** DATA **
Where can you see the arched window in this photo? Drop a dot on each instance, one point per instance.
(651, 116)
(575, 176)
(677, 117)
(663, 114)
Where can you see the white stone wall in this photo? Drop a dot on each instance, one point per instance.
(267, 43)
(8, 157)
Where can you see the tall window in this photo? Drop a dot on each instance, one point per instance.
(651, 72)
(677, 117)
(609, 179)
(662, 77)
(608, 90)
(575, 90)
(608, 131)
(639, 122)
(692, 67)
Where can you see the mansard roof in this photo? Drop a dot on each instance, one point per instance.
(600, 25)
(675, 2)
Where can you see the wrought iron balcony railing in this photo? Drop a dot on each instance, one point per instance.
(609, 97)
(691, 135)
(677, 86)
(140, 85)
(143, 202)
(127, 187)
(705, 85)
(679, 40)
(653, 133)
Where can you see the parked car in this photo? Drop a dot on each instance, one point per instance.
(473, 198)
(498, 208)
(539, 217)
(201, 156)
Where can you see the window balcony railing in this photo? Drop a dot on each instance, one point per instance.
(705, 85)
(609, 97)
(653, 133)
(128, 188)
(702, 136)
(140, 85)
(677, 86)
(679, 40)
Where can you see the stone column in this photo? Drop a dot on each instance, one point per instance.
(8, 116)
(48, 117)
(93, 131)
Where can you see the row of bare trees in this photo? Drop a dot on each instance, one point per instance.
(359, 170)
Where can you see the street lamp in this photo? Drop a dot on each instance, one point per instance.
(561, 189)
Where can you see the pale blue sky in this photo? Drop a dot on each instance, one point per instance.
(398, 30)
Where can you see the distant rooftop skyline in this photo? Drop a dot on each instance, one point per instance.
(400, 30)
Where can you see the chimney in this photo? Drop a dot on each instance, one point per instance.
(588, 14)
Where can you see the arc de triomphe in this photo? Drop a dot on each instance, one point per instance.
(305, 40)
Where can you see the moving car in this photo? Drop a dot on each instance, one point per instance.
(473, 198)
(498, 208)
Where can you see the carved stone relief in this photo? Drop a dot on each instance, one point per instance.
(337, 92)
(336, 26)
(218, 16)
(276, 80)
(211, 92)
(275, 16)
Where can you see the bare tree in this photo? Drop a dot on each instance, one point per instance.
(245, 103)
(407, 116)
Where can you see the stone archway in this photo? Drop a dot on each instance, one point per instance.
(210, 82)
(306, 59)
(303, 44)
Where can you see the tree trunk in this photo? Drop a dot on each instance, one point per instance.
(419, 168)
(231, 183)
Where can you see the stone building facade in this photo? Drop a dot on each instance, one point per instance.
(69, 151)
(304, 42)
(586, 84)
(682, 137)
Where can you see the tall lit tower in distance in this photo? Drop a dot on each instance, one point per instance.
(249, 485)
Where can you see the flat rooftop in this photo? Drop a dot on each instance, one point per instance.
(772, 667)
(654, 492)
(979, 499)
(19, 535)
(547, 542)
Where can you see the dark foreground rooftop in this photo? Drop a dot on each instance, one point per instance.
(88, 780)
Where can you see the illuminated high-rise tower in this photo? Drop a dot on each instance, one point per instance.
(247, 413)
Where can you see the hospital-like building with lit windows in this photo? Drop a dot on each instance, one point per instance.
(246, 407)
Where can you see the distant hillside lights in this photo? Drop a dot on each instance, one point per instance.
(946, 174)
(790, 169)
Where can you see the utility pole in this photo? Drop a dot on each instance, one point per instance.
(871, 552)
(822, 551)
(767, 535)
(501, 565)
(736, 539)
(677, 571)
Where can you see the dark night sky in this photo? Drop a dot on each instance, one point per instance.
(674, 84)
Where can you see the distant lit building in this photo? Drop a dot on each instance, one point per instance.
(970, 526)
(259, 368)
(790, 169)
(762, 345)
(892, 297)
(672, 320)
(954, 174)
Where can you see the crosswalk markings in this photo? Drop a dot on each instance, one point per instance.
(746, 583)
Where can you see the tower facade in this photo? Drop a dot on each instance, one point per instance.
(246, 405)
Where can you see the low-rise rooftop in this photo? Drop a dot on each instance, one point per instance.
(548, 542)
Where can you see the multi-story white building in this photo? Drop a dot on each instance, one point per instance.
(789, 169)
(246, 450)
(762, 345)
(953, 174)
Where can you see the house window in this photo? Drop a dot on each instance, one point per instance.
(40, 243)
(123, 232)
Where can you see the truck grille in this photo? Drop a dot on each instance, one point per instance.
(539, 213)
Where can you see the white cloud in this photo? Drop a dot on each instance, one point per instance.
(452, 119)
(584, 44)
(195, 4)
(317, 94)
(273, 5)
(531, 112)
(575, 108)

** TASK STATEMENT **
Retype every record above exactly as it stands.

** OUTPUT FOR THIS TASK **
Where can you see the arched window in this photo? Drop a dot on each instance, one point per instance.
(651, 116)
(575, 176)
(677, 117)
(663, 114)
Where can you see the white stone wall in this photo? Drop a dot on each instance, one point per instance.
(267, 43)
(8, 157)
Where can you see the tall window in this photo? Drop a dot on each instance, one point per instance.
(651, 72)
(677, 117)
(609, 179)
(662, 77)
(608, 90)
(575, 90)
(608, 131)
(639, 122)
(692, 67)
Where can you see the mansard roof in this photo? Drop a dot on each instance, one point per instance.
(600, 25)
(675, 2)
Where can you see the wrought iron balcony railing in this photo? Drop a dot on each instance, one point per instance.
(609, 97)
(691, 135)
(677, 86)
(140, 85)
(143, 202)
(127, 187)
(705, 85)
(679, 40)
(653, 133)
Where can you see the parked car in this photo? Drop a dot on each instance, one point per instance.
(473, 198)
(498, 208)
(539, 217)
(201, 156)
Where can you see the window balcony railing in this photo? Drop a dot on each instance, one point per instance.
(705, 85)
(609, 97)
(653, 133)
(128, 188)
(702, 136)
(140, 85)
(677, 86)
(679, 40)
Where can you see the stone column in this photo? Drop a dot on each instance, one point per instance.
(8, 116)
(48, 117)
(93, 131)
Where can you see the row of bare trees in this photo? Drop a dot on each instance, one point per instance.
(359, 170)
Where can you see the street lamp in this photo? Drop a dot on each instance, one point per instance.
(561, 189)
Where can you see the pale blue sky in this photo? Drop a dot on each instance, one point per instance.
(398, 30)
Where can you see the distant rooftop skyline in this photo? Drop a dot on each instance, one point per instance.
(400, 30)
Where can you see the chimney in this photo? Drop a dot on each instance, one point per instance.
(588, 14)
Where can you see the arc de triomphe in this photo? Drop a dot on each instance, one point per instance.
(305, 40)
Where can you see the moving car in this photo? Drop a dot on each instance, one point per instance.
(473, 198)
(498, 208)
Where can you see the carved stone relief in this photo? Drop a dot on each instance, one point per instance.
(337, 92)
(336, 26)
(218, 16)
(276, 80)
(211, 92)
(275, 16)
Where can you see the bare tree in this photo? Drop a dot on each instance, one point per instance.
(245, 103)
(407, 116)
Where can you see the stone archway in this photo? Drop a dot on each instance, one point per instance.
(210, 82)
(306, 59)
(303, 44)
Where can you see the tree trunk in this photo? Drop a dot on each instance, one point per instance.
(419, 168)
(231, 183)
Where can you see the stone building facade in this photo? Drop a dot on each instance, one point per instance.
(69, 151)
(304, 42)
(586, 84)
(682, 137)
Where can you see the tall lit tower in distance in this photo? Drop a dot on each instance, one point per instance.
(249, 485)
Where can you see the flat rooftop in this photo? Drop a dot on each instance, one point per instance.
(772, 667)
(654, 492)
(979, 499)
(19, 535)
(547, 542)
Where can you see the dark foreground rooftop in this photo? Drop a dot on each instance, one point per instance.
(88, 780)
Where can you see the illuminated high-rise tower in this photo? Drop a dot on each instance, one point per instance.
(247, 413)
Where can you see the hospital-like building with lit windows in this photo? Drop a dot on each instance, one point per instance.
(246, 407)
Where can you see the distant hillside lights in this photo? Drop a dot on each instance, one point per instance.
(946, 174)
(790, 169)
Where can you see the utility pole in this photo? Drop a dot on each instance, one point per instance.
(871, 552)
(822, 551)
(767, 535)
(501, 565)
(736, 539)
(677, 571)
Where can you see the dark night sky in this photo? Drop a dot on each instance, one point per instance.
(674, 84)
Where can you see the distant lit building in this photo? Drop a dot on each instance, one point per instance.
(970, 526)
(259, 368)
(790, 169)
(762, 345)
(892, 297)
(672, 320)
(954, 174)
Where can you see the crosswalk markings in this photo? Drop a dot on each instance, one point per instance.
(746, 583)
Where can you see the tower facade in this photo? Drop a dot on each instance, one point per instance.
(246, 405)
Where can you see the low-rise rooftop in this photo? Drop a dot on each instance, one point per instance.
(548, 542)
Where can you see the multi-story white building in this photo? Drop a dot on each instance, one point per instance.
(789, 169)
(246, 450)
(762, 345)
(953, 174)
Where can you see the house window in this photo? Drop a dot on each instance, one point per instance.
(40, 243)
(123, 232)
Where can you see the truck grille in this photo? Drop a dot on each instance, one point per instance.
(539, 213)
Where can you see the white cloud in this photo? Drop a dot on each instance, one point per instance.
(452, 119)
(584, 44)
(195, 4)
(317, 94)
(273, 5)
(531, 112)
(575, 108)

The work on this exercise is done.